** Start Data section **
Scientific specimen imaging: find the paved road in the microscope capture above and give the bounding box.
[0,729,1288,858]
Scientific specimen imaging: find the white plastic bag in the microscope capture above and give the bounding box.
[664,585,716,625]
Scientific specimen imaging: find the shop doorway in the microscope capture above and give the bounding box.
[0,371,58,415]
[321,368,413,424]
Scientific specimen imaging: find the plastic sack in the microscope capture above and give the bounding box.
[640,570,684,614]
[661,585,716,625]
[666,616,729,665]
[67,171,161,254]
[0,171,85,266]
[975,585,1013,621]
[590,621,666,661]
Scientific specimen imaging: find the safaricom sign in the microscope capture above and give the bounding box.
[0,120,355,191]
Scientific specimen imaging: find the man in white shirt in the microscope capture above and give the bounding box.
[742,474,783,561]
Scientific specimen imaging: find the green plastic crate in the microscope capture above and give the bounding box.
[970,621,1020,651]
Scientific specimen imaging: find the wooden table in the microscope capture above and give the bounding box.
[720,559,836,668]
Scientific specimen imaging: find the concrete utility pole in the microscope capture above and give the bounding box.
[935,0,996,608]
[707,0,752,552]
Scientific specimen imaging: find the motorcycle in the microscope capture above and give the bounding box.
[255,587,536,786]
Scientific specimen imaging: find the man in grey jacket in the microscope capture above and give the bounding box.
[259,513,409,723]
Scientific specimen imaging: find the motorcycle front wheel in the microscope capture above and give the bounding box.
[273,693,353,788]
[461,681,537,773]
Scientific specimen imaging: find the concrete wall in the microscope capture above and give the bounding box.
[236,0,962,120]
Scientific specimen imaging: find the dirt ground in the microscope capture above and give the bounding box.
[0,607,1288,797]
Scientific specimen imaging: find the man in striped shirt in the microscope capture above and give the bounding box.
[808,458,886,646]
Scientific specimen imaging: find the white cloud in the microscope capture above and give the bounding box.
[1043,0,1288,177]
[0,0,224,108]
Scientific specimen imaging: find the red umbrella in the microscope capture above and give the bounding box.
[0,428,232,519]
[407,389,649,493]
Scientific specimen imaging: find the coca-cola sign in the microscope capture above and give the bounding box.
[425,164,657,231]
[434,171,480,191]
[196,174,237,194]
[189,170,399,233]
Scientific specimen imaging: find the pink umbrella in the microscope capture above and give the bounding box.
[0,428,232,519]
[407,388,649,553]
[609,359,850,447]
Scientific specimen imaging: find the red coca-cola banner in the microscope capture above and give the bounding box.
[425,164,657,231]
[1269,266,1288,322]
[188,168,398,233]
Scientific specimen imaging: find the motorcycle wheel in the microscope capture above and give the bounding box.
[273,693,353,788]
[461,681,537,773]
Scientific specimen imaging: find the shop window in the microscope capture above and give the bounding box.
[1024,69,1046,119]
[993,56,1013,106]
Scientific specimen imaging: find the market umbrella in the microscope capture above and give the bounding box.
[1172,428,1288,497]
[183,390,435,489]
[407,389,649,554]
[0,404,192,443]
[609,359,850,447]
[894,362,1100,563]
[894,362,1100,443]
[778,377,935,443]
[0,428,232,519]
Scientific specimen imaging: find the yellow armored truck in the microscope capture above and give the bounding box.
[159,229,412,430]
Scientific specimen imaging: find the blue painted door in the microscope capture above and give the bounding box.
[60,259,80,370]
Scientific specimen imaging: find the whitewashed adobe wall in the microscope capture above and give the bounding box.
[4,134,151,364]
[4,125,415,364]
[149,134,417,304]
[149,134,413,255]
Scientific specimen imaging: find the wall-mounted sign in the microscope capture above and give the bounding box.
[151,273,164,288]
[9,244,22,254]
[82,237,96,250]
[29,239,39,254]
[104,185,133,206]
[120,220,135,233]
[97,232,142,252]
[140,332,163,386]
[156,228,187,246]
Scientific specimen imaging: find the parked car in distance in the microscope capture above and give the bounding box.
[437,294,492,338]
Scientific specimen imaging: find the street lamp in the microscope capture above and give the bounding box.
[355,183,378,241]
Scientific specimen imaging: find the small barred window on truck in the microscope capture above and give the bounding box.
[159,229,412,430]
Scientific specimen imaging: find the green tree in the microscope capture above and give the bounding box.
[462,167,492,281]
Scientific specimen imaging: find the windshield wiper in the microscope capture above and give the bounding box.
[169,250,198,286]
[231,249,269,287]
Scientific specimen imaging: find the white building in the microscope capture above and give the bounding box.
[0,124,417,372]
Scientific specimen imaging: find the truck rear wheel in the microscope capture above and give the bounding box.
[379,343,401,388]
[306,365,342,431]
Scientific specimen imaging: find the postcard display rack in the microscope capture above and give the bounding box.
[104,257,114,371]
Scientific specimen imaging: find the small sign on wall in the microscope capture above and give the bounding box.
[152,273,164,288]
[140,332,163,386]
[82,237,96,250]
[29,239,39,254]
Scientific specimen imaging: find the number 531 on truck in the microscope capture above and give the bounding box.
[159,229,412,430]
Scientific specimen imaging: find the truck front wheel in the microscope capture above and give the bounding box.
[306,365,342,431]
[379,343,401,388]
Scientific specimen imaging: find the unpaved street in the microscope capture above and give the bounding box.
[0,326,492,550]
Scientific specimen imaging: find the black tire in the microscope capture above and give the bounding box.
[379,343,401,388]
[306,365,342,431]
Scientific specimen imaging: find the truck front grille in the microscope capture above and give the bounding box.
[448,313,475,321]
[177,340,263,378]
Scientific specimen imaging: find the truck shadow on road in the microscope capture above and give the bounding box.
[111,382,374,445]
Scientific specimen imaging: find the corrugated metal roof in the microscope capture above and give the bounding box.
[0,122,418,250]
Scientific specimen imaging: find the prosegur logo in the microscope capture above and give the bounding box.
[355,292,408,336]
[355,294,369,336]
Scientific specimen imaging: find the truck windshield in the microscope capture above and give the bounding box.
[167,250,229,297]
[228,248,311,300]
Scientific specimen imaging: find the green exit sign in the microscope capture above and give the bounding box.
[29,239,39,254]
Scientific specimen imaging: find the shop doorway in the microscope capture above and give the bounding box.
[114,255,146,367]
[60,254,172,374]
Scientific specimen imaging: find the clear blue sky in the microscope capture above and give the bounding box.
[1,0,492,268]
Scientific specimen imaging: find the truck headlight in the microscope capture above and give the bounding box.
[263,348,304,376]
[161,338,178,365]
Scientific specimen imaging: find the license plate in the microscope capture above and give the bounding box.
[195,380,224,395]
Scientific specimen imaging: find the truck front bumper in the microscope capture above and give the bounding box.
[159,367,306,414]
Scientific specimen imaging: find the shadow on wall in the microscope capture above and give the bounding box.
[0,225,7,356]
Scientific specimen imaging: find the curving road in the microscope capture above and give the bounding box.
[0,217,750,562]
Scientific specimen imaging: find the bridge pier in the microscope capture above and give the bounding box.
** End Data section **
» **The request**
Copy the listing from its start through the line containing "[236,0,962,120]", replacing "motorcycle" with "scooter" everywhere and leaving everything else unchanged.

» **Written solution**
Scientific specimen imaging: find the paved road in the microscope capture above and give the bounding box.
[0,729,1288,858]
Scientific specimen imaging: find the white plastic bag in the microscope capture above and give the bounding box.
[664,585,716,625]
Scientific specimen imaging: find the shop doorway in the microscope capture above and give the bounding box.
[0,371,58,415]
[321,368,413,424]
Scientific specimen imaging: find the plastic sack in the microscope capture above and give the bounding box.
[640,570,684,614]
[661,585,716,625]
[666,616,729,665]
[67,171,161,254]
[0,171,85,266]
[975,585,1013,621]
[590,621,666,661]
Scientific specimen imaging: find the safaricom sign in the microscope capture above and give the bounding box.
[0,120,355,191]
Scientific specimen imaging: find the man in white shirt in the microscope capture above and give the bounding box.
[742,474,783,561]
Scientific specimen imaging: find the green plastic crate in the microscope capture above and give the bounding box.
[970,621,1020,651]
Scientific specimen imaging: find the wooden table in the microscope capture above and give the bounding box.
[720,559,836,668]
Scientific specimen imaging: find the concrete utility pole in the microscope capture above and give the bounding box.
[935,0,996,608]
[707,0,752,552]
Scientific specimen imaging: find the scooter in the microscope capture above and give the bounding box.
[255,587,536,786]
Scientific specimen imaging: find the man in grey jacket in the microscope capture above and give the bounding box.
[259,513,409,723]
Scientific specimen imaging: find the scooter front wheel in the microscope capture above and give the bounding box.
[273,693,353,788]
[461,681,537,773]
Scientific specimen imaging: find the concrete wall in the microscope capture above and give the bounding box.
[236,0,962,120]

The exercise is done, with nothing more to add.